● **목표**:
"Final verification step: confirm the presence of snow on"이 들어 있는 줄에서 시작해 "[286,134,297,154]"가 들어 있는 줄까지, 양 끝 줄을 포함한 줄만 JSON 문자열 목록으로 바꾸어 적으세요. 줄 하나를 문자열 하나로 하고 빈 줄은 넣지 마세요.

● **작업 대상 줄**:
■ ■ ■ ■ ■ ■ ■
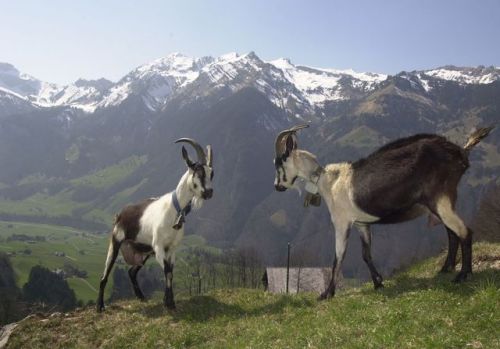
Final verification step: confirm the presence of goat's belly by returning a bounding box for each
[120,240,153,265]
[374,205,429,224]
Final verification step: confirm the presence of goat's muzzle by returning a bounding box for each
[274,184,286,191]
[201,189,214,200]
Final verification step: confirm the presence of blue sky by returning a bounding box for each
[0,0,500,83]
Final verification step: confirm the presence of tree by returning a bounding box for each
[23,265,78,311]
[0,253,24,325]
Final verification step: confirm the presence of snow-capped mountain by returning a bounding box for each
[0,52,500,113]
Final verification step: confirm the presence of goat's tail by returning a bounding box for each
[464,126,495,151]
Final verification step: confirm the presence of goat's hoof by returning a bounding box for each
[439,265,455,274]
[163,302,176,310]
[453,271,472,284]
[318,292,333,301]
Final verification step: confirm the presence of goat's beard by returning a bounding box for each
[191,196,205,210]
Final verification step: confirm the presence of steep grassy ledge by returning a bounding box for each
[7,243,500,348]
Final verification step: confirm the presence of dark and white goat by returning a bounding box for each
[274,125,492,299]
[97,138,214,311]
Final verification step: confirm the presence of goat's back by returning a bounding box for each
[352,134,469,217]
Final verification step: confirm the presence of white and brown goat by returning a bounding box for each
[274,125,492,299]
[97,138,214,311]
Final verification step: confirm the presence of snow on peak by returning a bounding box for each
[422,66,500,84]
[268,58,387,106]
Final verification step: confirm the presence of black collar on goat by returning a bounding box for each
[275,125,493,299]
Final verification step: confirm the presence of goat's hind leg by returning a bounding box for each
[358,225,384,289]
[319,222,350,300]
[436,196,472,282]
[163,258,175,310]
[96,235,122,312]
[440,227,460,273]
[128,255,150,301]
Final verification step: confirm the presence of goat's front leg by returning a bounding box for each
[440,227,460,273]
[163,254,175,310]
[319,222,350,300]
[357,225,384,289]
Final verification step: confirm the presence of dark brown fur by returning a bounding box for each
[115,198,157,241]
[353,135,469,222]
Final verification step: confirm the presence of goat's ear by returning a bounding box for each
[182,147,194,168]
[286,134,297,154]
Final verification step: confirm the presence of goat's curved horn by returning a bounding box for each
[275,124,309,155]
[175,138,207,165]
[207,145,214,167]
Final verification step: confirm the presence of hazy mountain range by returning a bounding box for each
[0,52,500,271]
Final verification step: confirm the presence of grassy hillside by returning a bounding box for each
[0,221,218,303]
[4,243,500,348]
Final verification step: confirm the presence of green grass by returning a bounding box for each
[4,244,500,348]
[0,155,147,224]
[0,221,220,302]
[0,222,111,302]
[70,155,147,189]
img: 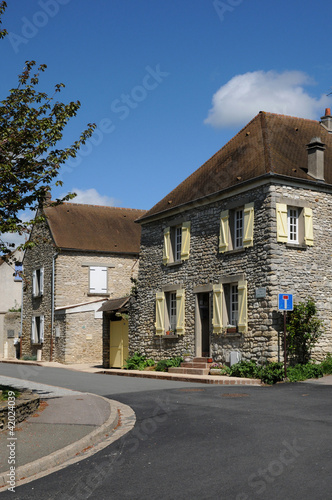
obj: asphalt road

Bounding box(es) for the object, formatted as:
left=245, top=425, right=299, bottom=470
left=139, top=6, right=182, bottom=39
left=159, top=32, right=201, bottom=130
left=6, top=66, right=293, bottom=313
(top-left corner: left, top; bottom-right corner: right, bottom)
■ ■ ■ ■ ■ ■ ■
● **풀이**:
[
  "Final verification step: confirm the presence of snow on peak by returning a bounding box for each",
  "[422,66,500,84]",
  "[268,58,387,106]",
  "Final verification step: confirm the presence of black collar on goat by returning a bounding box for each",
  "[275,125,493,299]",
  "Final verification step: confirm the presence of goat's hind leg by returning a bounding box for each",
  "[358,225,384,289]",
  "[319,222,350,300]",
  "[436,196,472,282]",
  "[163,258,175,310]",
  "[96,235,122,312]",
  "[440,227,460,273]",
  "[128,255,150,301]",
  "Final verification step: confirm the presence of goat's front leg by returning a bounding box for each",
  "[440,227,460,273]",
  "[163,254,175,310]",
  "[319,222,350,300]",
  "[357,225,384,289]",
  "Final verification step: confirm the presence of dark brown fur by returning a bounding box for each",
  "[115,198,157,241]",
  "[353,135,469,222]",
  "Final verification step: confirm the presence of goat's ear by returning a bounding box for each",
  "[182,147,194,168]",
  "[286,134,297,154]"
]